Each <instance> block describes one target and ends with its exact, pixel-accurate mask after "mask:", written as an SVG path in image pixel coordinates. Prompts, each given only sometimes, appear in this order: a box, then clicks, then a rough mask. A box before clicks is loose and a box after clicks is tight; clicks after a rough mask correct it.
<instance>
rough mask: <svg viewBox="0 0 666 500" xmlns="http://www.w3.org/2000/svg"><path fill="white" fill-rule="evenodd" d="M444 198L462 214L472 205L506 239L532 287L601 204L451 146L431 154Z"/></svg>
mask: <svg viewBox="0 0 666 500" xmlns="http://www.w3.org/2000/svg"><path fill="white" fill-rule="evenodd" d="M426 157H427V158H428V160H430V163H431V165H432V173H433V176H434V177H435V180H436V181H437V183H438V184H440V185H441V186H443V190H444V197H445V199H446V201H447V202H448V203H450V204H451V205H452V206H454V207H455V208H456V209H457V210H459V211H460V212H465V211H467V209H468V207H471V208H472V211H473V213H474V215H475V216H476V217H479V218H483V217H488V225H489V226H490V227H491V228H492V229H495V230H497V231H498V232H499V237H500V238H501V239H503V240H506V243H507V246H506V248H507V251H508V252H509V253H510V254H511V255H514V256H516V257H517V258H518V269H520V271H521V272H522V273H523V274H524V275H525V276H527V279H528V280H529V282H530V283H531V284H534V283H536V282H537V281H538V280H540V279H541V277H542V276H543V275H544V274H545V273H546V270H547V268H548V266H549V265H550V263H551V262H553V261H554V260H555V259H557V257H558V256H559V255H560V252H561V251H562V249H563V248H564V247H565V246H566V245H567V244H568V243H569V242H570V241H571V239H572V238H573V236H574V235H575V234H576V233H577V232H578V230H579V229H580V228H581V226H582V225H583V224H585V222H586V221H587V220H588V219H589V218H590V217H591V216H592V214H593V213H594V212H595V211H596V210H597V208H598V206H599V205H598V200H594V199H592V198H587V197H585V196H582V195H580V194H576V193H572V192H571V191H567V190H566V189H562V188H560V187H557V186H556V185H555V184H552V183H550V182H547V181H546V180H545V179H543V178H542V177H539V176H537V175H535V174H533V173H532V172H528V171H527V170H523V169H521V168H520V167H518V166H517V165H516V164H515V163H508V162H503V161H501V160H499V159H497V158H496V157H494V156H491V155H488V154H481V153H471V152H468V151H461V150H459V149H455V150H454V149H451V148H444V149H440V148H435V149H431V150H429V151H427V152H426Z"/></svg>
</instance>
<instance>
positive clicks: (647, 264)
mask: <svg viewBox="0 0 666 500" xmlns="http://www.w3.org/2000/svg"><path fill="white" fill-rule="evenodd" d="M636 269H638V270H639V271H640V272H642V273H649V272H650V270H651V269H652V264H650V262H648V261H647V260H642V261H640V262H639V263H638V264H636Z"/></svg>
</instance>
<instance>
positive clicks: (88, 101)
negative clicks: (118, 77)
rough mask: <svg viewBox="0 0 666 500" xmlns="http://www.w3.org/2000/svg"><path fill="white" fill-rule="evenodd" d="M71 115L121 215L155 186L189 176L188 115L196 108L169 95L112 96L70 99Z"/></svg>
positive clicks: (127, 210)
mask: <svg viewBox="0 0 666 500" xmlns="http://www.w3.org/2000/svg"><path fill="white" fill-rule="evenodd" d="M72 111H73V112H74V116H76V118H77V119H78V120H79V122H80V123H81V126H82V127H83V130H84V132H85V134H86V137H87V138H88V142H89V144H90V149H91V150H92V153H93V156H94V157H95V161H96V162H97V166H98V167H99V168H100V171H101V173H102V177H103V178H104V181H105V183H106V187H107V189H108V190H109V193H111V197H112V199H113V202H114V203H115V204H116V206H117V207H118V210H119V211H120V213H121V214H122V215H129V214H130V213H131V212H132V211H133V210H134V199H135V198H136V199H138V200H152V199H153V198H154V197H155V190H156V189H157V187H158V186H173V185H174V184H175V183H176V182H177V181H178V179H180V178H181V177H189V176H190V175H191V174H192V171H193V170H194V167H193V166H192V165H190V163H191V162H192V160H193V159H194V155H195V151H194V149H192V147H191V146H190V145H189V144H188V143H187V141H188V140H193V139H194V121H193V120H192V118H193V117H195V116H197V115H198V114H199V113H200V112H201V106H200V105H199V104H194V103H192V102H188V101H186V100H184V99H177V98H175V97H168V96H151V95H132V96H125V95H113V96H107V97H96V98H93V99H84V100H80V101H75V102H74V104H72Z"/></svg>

- - - - -

**YOUR INSTRUCTIONS**
Update the lines from the start through the one containing "198L462 214L472 205L506", replacing "rough mask" with "coarse mask" and leaving everything else the same. Give only those lines.

**RESPONSE TO THE EXERCISE**
Each <instance> block describes one target and ends with its exact, pixel-accurate mask after "mask:", written as an SVG path in image pixel coordinates. Prompts, each given only sometimes, appear in this order: a box, then clicks, then a coarse mask. A box before clicks is loose and a box after clicks is tight; clicks after a coarse mask correct it.
<instance>
coarse mask: <svg viewBox="0 0 666 500" xmlns="http://www.w3.org/2000/svg"><path fill="white" fill-rule="evenodd" d="M444 198L462 214L472 205L506 239L532 287L601 204L451 146L431 154Z"/></svg>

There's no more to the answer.